--- Start Supplied data ---

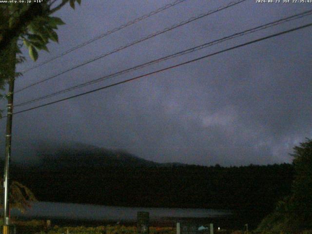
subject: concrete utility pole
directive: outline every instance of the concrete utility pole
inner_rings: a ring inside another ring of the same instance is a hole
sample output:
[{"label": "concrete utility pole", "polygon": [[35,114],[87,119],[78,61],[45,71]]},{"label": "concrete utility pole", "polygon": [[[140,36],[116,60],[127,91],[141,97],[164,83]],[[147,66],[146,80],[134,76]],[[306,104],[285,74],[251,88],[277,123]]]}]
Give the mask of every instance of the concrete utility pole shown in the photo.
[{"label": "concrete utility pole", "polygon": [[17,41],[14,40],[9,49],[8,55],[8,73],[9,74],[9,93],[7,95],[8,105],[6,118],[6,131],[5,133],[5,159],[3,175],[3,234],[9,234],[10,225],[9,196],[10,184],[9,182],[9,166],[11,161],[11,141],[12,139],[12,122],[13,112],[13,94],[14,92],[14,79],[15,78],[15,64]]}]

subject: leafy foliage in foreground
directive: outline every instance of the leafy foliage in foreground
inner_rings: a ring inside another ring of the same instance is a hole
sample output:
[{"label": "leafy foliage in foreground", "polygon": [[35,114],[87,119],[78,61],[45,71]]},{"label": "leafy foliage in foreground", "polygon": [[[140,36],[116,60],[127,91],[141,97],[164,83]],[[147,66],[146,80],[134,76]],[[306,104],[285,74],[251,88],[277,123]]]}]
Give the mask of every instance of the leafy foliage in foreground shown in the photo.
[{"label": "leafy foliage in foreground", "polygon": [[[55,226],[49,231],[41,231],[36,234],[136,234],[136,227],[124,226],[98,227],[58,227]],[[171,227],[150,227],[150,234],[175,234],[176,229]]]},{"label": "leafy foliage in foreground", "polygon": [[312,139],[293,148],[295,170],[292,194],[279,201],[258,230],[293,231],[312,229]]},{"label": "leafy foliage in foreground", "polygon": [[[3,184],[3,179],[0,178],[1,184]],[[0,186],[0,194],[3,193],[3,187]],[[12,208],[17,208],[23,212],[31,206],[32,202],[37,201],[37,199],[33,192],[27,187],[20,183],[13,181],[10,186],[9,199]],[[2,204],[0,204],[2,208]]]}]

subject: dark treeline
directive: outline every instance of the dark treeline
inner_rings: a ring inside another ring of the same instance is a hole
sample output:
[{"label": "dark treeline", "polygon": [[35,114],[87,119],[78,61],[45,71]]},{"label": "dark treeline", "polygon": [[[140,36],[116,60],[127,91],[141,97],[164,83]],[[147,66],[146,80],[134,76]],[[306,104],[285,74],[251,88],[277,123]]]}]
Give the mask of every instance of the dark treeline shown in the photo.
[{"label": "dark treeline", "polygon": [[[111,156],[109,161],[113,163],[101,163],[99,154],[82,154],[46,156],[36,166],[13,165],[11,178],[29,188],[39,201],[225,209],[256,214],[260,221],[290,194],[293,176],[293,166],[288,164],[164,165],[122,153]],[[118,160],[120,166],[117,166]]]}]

--- End Supplied data ---

> [Set exercise]: Present the lines above as a numbered list, omitting blank lines and leaving out the picture.

> [Answer to this problem]:
1. subject: concrete utility pole
2. directive: outline every instance of the concrete utility pole
3. inner_rings: a ring inside another ring of the same instance is a hole
4. sample output:
5. [{"label": "concrete utility pole", "polygon": [[35,114],[87,119],[78,61],[45,71]]},{"label": "concrete utility pole", "polygon": [[[140,36],[116,60],[127,91],[141,97],[164,83]],[[147,66],[146,80],[134,76]],[[306,104],[285,74],[251,88],[277,123]]]}]
6. Give the mask of every instance of the concrete utility pole shown in the photo.
7. [{"label": "concrete utility pole", "polygon": [[17,41],[14,40],[9,49],[8,55],[8,73],[9,74],[9,93],[7,95],[8,105],[6,118],[6,131],[5,133],[5,159],[3,175],[3,234],[9,234],[10,225],[9,196],[10,184],[9,182],[9,166],[11,161],[11,141],[12,139],[12,122],[13,112],[13,94],[14,92],[14,79],[15,78],[15,64]]}]
8. subject: leafy foliage in foreground
9. directive: outline every instance of the leafy foliage in foreground
10. inner_rings: a ring inside another ring of the same instance is a hole
11. sample output:
12. [{"label": "leafy foliage in foreground", "polygon": [[35,114],[87,119],[78,61],[45,71]]},{"label": "leafy foliage in foreground", "polygon": [[[140,36],[116,60],[127,91],[141,97],[164,83]],[[147,66],[146,80],[134,76]],[[306,104],[285,74],[251,88],[277,123]]]}]
13. Give the mask of every instance of the leafy foliage in foreground shown in the photo.
14. [{"label": "leafy foliage in foreground", "polygon": [[[55,226],[49,231],[41,231],[36,234],[136,234],[136,227],[124,226],[98,227],[58,227]],[[171,227],[150,227],[150,234],[175,234],[176,229]]]},{"label": "leafy foliage in foreground", "polygon": [[312,139],[293,148],[295,170],[292,194],[279,201],[258,230],[293,231],[312,229]]},{"label": "leafy foliage in foreground", "polygon": [[[3,184],[3,179],[0,178],[1,184]],[[0,186],[0,194],[3,193],[3,187]],[[12,208],[17,208],[23,212],[31,206],[32,202],[37,201],[37,199],[33,192],[27,187],[20,183],[13,181],[10,186],[9,199]],[[2,204],[0,204],[2,208]]]}]
15. subject: dark treeline
16. directive: outline every instance of the dark treeline
17. inner_rings: a ring inside another ring of the same instance is a hole
18. sample output:
19. [{"label": "dark treeline", "polygon": [[35,114],[87,119],[78,61],[45,71]]},{"label": "dark treeline", "polygon": [[[140,36],[116,60],[127,91],[141,97],[164,83]],[[147,66],[146,80],[134,76]],[[306,104],[285,74],[251,88],[277,123]]]}]
20. Give the mask of every instance of the dark treeline shown in the photo.
21. [{"label": "dark treeline", "polygon": [[[111,156],[109,161],[113,163],[101,163],[99,154],[82,154],[46,156],[36,166],[13,165],[11,178],[29,188],[39,201],[225,209],[256,214],[260,221],[290,194],[293,176],[293,166],[288,164],[164,165],[122,153]],[[118,160],[120,166],[117,166]]]}]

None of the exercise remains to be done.